• **Exercise text**:
==================================================

Participating Artists: Beatriz Jaramillo, Matthew Brandt, Ignacio Perez Muruane, Kim Abeles, Sarah Jenkins, Elena Soterakis, Julie Weitz, Romi Morrison, Zane Griffin, Talley Cooper and Katie Gressitt-Diaz, Noa Kaplan
SUPERCOLLIDER presents EXTRACTION: Earth, Ashes, Dust, an exhibition that examines the overarching power structures that dictate methods of removal as they relate to cultural, natural, and ecological capital. Artists challenge notions of the map, explore both healed and broken landscapes, and embody methods of extraction and regeneration. Using a range of media, the works excavate systems that disrupt the autonomy of bodies (human and more-than-human), and also consider the historical implications of extractive practices across industries and geographies.
Works by Elena Soterakis, Beatriz Jaramillo and Matthew Brandt consider the landscape as a site of slow violence. Soterakis illustrates urban oil extraction in the Jurassic Technology series and Fossil Fuel Removal in Inglewood, CA, by juxtaposing the archaic oil industry with the residential communities in Los Angeles who are most impacted by ecological toxicity. Soterakis’s paintings both highlight the antiquated nature of oil extraction, and elicit a sense of empathy for the machines that work tirelessly, questioning the current and future state of human and machine interfaces implicated by our energy needs.
Beatriz Jaramillo’s work investigates the exterior and interior tensions produced when humans break their connection to the natural world. Her porcelain sculptures are proxies for the solid yet delicate stratifications of Earth–made fragile through the modifications made by human activity, and the imposition of imagined borders.
Matthew Brandt’s photographic prints capture the powerful geothermal intensities that formed the glaciers of the Vatnajökull ice field. Exposing his images to fire and heat, these works act as fossil records of these wondrous ice forms on the verge of disappearing.
Sarah E. Jenkins, Zane Griffin Talley Cooper, and Katie Gressitt-Diaz reflect on the human aspects of resource extraction, focusing on the hidden labor of major industries. Jenkins’s stop-motion experimental animations contend with the human labor involved in coal mining and timber removal. Disappearing Acts nods to the invisibility of human labor that underpins our energy systems and the Appalachian communities that are impacted both by environmental toxicity and disappearing industries.

==================================================

• **Dataset entries**:
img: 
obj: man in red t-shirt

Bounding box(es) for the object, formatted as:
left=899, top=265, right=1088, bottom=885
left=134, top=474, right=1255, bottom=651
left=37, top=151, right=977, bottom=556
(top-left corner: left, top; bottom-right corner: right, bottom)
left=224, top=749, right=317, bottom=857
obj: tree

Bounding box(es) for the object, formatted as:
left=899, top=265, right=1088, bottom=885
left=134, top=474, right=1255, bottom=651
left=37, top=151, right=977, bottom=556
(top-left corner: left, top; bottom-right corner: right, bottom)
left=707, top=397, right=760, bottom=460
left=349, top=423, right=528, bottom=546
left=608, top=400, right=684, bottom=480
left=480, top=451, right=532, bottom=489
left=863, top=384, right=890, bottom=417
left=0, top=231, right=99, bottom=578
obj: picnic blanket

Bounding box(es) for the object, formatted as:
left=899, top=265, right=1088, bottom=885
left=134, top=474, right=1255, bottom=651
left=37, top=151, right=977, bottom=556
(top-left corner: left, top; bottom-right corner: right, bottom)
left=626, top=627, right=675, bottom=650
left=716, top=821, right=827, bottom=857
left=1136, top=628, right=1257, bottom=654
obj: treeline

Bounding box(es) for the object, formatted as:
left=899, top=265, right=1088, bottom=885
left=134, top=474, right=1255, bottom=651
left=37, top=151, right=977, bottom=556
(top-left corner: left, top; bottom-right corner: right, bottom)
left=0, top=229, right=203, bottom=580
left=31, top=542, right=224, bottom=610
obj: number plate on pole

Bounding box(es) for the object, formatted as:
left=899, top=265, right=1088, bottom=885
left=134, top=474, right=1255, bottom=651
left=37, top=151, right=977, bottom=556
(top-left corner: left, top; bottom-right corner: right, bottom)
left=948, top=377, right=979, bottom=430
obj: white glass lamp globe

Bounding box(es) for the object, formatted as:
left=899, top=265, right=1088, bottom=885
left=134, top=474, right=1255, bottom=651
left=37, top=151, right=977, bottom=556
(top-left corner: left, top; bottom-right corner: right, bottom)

==================================================

• **Work to complete**:
1. Answer these questions from the exhibition description:
(a) Which ice field's glaciers do Matthew Brandt's photographic prints capture?
(b) What material are Beatriz Jaramillo's sculptures made of?
(c) Which two kinds of labor do Jenkins's stop-motion animations contend with?
2. Pick up the exhibition description after its last sentence and carry it forward.
The entries have nothing to do with this.

• **Answers**:
1.
(a) The Vatnajökull ice field
(b) Porcelain
(c) Coal mining and timber removal

2.
The exhibition considers the intricate ties between forms of extraction, highlighting the integrated nature of resources, bodies, and cultures. Romi Ron Morrison and Treva Ellison’s Decoding Possibilities visualizes red lining and gerrymandering as practices of cultural extraction and removal wherein social ties and political strength are thwarted by redistricting. The removal of political autonomy results in bifurcated communities and the forced erasure of socio-cultural identities, as well as the drive for social change.
Through the material copper, Ignacio Perez Meruane investigates the ties between local cultural production and corporate industrial practices. His sculptural installation Remove (Copper Art in the Andean World) traces the history of copper production in Chile from indigenous technologies to his own commentary on the complex relationship between copper extraction and cultural institutions in Chile.
Noa Kaplan, Kim Abeles, and Julie Weitz find inspiration in the detritus of progress and collapse. Noa Kaplan’s Quantification Sediment and Disaster Relief series utilize point cloud models of the Salton Sea as a point of departure for video and sculptural works – the glittering sand of the abandoned vacation site acting as a live fossil record of human-induced collapse.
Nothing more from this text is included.